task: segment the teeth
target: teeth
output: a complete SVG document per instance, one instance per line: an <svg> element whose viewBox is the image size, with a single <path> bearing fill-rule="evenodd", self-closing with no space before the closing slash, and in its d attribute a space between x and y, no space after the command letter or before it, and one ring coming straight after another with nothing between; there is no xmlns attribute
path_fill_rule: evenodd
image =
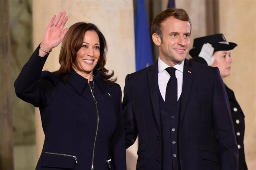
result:
<svg viewBox="0 0 256 170"><path fill-rule="evenodd" d="M92 60L83 60L83 61L84 61L86 62L86 63L92 63Z"/></svg>
<svg viewBox="0 0 256 170"><path fill-rule="evenodd" d="M184 50L180 50L180 49L175 49L175 50L176 50L176 51L184 51Z"/></svg>

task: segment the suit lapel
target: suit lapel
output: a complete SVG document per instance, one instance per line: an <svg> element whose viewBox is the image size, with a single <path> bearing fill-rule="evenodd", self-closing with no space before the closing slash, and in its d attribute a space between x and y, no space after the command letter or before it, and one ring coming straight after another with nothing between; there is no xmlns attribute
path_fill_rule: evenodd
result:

__Required task__.
Reproduce the listing above with every occurrence of "target" replaced by "object" and all other text left unchanged. Omit the pictures from your reproduction.

__Final result__.
task: segment the teeth
object: teeth
output: a complete SVG document per instance, one instance per line: an <svg> element whose viewBox is the image size, with a single <path> bearing fill-rule="evenodd", self-closing with no space before the closing slash, and in its d attribute a space between x and y, no space after the command letter or before it, and one ring coming straight after another with nothing between; there is no xmlns attribute
path_fill_rule: evenodd
image =
result:
<svg viewBox="0 0 256 170"><path fill-rule="evenodd" d="M92 60L83 60L83 61L84 61L86 62L86 63L92 63Z"/></svg>
<svg viewBox="0 0 256 170"><path fill-rule="evenodd" d="M184 50L180 50L180 49L175 49L175 50L176 50L176 51L184 51Z"/></svg>

task: segment the suit lapel
object: suit lapel
output: a complete SVG document per instance, one instance per line: an <svg> element whose viewBox is the image size, with a single <path> bearing fill-rule="evenodd", self-closing with no space before the closing slash, and in its d attribute a space between x and y, no space after the command letter or before it, and one ring coming straight after another with nothing between; there is no xmlns attribute
path_fill_rule: evenodd
result:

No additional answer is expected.